▶ INSTRUCTIONS:
1 – Copy the text on China-Russia relations from "Such endeavors by" up to and including "such powerful countries.", substituting "inequities" for "imbalances".
2 – Answer these questions using the text on China-Russia relations.
(a) Since what year has China seen an abrupt increase in systemic pressures?
(b) In what place did the Chinese and Russian foreign ministers announce four major strategic consensuses?
(c) Which treaty did Russia extend in seeking strategic stability?

▶ TEXT SEGMENT:
Such endeavors by powerful countries to preserve their position of advantage in the international system have worsened imbalances in the global order. The existing international order is dominated by such powerful countries.

Pressures from the international system were far greater on Russia than on China before 2018. But China has witnessed an abrupt increase in systemic pressures since 2018 that extend from economics to the security and political realms. Consequently, strategic mutual confidence and benefits for China and powerful countries have dropped to the freezing point.

After China-Russia military cooperation strengthened Chinese military might, divergences on some strategic issues between China and powerful countries have continued to widen. The latter’s perceptions of China have been seriously twisted. They believe the increasing Chinese economic and military strength will prevent powerful countries from shaping the world according to their interests and ideals. They have thus taken China and Russia as revisionist states, potential threats and competitive rivals and come up with tough containment policies against both, accelerating the imbalance of the global order.

China and Russia have been forced to enhance their strategic interaction to balance external pressures. Such balancing acts are defensive, with no intention to seek conflict, confrontation or enmity with powerful countries, and accompanied by appeals for constructive dialogue and collaboration. The four major strategic consensuses the Chinese and Russian foreign ministers announced in Guilin were a direct response.

The core concern of the Guilin meeting was cementing bilateral ties between the two partners of all-around strategic cooperation; the focus was to build consensus. Although external pressures on China and Russia are from the same international system, they differ in intensity and may transform over time. At present, China faces greater pressure on sovereignty, while Russia is under greater pressure in the security arena.

China and Russia have different approaches in offsetting such pressures. China tends to argue and fight back by economic means, while Russia generally chooses to push back jurisprudentially and militarily.  For example, Russia sought strategic stability by extending New START, updating its weaponry and holding frequent military drills.

▶ INFORMATION PROVIDED:
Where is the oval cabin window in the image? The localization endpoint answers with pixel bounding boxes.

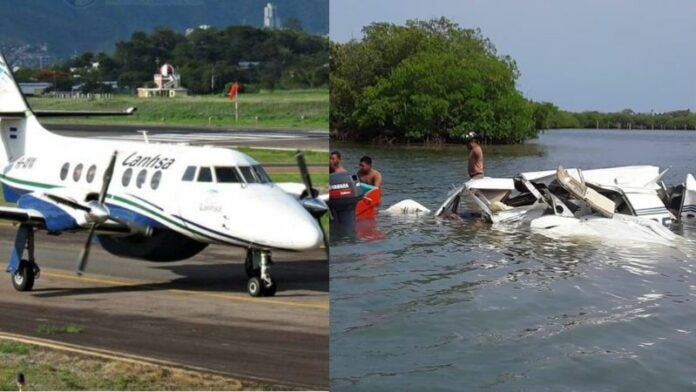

▶ ANSWERS IN ORDER:
1 –
Such endeavors by powerful countries to preserve their position of advantage in the international system have worsened inequities in the global order. The existing international order is dominated by such powerful countries.

2 –
(a) 2018
(b) Guilin
(c) New START